:: What you are asked to do ::
Line by line, please look for the word "negative" in the following records, then copy each line you find it in.

:: Dataset excerpts ::
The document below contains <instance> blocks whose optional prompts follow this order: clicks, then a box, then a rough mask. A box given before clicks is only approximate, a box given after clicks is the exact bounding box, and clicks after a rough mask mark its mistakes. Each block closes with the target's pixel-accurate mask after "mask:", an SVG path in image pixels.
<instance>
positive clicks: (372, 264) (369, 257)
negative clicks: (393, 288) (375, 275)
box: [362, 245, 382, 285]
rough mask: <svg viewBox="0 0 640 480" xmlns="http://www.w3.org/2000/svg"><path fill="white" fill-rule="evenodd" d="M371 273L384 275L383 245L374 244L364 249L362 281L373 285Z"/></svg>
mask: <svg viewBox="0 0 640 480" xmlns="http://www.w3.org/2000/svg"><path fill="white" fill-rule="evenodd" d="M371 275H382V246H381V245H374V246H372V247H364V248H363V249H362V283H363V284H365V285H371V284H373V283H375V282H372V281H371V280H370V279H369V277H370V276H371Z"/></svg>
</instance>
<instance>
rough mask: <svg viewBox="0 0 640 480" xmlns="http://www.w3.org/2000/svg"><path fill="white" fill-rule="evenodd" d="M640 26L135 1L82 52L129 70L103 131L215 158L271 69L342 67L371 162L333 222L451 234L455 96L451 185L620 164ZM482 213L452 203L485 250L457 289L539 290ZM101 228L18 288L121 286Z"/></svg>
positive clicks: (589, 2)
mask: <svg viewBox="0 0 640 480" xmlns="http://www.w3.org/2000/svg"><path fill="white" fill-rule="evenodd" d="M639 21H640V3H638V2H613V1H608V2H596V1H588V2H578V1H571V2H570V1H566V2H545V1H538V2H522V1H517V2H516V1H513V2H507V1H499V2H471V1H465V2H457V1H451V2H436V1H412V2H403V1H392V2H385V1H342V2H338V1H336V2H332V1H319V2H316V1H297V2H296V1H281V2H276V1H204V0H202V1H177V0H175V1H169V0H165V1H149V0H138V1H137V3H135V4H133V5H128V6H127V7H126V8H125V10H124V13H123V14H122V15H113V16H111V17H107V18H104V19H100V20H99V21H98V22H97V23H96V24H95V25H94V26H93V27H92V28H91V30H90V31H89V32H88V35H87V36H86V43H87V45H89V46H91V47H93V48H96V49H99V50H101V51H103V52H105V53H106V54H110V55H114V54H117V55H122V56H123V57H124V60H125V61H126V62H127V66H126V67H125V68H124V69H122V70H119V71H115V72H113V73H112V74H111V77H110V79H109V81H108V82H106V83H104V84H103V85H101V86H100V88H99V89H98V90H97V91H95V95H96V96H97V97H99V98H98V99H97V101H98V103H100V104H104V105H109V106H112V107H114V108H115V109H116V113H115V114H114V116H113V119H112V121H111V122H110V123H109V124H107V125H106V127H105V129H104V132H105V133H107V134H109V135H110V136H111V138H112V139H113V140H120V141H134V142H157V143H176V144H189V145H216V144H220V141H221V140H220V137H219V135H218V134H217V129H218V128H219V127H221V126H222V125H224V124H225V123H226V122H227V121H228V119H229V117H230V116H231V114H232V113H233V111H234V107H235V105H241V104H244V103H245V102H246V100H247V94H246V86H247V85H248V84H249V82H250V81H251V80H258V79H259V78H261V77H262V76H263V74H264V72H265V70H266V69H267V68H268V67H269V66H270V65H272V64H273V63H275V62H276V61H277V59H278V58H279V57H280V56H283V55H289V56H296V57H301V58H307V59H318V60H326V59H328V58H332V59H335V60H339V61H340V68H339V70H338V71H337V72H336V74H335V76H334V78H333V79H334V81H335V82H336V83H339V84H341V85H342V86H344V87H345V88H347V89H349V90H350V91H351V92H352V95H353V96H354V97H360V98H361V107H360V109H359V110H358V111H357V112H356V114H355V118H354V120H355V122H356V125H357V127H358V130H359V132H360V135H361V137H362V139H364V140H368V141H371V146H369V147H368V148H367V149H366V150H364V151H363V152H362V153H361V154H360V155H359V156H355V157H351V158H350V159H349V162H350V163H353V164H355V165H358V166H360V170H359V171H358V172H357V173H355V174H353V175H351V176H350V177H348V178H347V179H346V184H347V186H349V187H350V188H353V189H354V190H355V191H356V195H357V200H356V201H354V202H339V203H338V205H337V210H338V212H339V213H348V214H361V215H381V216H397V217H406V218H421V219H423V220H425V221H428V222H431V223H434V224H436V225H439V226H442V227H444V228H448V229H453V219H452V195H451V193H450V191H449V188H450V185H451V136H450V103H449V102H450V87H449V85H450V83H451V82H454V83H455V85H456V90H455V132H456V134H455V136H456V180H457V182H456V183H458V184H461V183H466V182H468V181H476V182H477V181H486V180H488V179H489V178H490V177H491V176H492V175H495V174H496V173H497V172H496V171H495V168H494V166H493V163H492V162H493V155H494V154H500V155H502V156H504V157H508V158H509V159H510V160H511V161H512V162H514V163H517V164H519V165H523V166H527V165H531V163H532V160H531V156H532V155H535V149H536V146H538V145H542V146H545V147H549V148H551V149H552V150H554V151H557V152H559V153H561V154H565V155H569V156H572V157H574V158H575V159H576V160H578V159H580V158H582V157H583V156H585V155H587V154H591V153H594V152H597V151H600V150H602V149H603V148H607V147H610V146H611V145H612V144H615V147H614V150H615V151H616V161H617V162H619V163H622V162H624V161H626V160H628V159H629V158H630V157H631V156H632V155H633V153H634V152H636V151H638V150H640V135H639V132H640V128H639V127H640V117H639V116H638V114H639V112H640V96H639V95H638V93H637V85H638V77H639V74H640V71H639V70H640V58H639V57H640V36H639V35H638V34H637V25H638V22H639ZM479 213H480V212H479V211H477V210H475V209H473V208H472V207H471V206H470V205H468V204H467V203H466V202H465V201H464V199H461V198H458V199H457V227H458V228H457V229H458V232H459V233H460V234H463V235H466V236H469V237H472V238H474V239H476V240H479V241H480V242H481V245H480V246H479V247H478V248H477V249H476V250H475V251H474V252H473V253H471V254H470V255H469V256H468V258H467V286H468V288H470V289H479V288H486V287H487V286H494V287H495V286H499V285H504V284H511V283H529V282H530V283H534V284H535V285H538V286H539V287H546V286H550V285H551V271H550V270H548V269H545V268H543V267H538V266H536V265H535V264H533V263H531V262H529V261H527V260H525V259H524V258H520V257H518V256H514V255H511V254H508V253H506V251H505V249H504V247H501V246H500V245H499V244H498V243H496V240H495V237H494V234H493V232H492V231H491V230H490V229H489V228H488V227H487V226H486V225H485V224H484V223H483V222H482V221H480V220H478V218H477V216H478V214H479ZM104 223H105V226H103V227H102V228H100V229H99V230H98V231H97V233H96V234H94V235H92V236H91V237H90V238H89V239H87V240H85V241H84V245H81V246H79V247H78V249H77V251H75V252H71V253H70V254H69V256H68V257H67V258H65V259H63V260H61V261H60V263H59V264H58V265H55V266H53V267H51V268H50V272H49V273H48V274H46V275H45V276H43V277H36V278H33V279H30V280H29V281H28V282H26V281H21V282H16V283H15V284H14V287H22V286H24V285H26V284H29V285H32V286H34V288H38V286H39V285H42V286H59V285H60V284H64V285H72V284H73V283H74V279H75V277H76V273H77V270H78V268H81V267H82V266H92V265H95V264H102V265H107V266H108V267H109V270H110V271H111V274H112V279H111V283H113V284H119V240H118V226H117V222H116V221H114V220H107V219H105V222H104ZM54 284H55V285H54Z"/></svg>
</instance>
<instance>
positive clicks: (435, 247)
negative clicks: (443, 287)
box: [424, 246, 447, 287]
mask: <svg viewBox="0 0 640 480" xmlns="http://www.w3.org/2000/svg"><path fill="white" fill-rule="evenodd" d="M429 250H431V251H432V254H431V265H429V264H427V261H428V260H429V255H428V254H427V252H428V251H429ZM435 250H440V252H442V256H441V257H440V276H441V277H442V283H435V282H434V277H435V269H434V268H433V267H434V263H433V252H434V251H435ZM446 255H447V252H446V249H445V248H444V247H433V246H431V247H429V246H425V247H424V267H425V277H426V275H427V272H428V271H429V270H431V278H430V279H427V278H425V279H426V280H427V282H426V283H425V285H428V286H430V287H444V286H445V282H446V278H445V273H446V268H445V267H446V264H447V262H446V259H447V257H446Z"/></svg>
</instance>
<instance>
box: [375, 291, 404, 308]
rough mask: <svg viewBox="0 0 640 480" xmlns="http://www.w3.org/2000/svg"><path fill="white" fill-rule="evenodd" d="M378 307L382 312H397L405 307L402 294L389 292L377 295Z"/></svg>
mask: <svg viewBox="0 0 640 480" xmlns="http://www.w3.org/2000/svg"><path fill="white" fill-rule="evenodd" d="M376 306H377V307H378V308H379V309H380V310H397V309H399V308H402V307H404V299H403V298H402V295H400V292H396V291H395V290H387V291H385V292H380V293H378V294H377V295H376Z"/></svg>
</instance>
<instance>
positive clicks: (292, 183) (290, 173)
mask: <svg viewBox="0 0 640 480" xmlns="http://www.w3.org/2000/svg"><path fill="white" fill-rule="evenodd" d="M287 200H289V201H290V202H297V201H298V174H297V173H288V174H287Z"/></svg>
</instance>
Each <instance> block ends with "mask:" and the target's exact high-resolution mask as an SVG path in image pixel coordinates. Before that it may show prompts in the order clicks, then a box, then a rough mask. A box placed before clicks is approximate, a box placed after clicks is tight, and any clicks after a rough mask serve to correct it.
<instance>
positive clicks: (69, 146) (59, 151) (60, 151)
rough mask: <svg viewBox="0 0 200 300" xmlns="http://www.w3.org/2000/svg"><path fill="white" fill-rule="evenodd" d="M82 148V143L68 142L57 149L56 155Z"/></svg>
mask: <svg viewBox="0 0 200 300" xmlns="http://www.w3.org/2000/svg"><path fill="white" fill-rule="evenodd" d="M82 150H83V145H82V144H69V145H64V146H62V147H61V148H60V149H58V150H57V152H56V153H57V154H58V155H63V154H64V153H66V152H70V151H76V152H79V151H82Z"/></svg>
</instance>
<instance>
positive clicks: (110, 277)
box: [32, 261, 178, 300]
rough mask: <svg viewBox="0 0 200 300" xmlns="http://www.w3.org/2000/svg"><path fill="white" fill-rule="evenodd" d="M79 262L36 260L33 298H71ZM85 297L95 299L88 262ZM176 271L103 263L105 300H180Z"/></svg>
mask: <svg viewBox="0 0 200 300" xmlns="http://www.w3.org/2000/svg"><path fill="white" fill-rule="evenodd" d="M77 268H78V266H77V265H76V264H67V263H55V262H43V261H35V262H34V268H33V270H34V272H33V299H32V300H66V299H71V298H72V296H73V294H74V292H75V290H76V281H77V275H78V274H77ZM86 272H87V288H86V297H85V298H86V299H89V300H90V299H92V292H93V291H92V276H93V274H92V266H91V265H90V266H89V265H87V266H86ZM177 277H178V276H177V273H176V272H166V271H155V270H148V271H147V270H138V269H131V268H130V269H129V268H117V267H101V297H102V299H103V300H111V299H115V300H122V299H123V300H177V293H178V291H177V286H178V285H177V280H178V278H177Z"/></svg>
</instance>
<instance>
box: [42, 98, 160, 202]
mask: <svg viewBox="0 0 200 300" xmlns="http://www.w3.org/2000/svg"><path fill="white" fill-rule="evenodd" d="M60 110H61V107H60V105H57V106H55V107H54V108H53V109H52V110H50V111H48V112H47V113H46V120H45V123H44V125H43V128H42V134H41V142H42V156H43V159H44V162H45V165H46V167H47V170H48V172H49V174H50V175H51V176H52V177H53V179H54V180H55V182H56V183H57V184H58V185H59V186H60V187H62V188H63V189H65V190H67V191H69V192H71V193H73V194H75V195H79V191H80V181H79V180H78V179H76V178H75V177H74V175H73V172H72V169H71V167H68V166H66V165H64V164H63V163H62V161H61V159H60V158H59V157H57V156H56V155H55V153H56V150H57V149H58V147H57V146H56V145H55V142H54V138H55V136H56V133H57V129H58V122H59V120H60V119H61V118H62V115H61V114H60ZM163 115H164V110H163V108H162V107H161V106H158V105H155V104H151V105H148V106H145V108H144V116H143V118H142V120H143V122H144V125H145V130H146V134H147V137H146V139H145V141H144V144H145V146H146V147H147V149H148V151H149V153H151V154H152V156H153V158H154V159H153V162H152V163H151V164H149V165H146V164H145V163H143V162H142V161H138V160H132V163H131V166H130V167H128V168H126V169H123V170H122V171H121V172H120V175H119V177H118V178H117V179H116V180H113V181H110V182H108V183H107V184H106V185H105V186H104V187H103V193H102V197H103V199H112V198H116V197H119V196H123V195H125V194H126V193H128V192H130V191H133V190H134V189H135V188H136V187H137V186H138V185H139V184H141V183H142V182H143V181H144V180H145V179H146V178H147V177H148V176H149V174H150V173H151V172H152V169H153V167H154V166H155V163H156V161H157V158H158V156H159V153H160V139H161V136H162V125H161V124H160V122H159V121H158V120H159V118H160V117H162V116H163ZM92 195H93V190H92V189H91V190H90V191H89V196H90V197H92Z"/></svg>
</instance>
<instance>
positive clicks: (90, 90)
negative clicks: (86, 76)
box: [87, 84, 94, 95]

:: Task result ::
negative clicks: (393, 288) (375, 275)
negative clicks: (443, 287)
negative clicks: (86, 76)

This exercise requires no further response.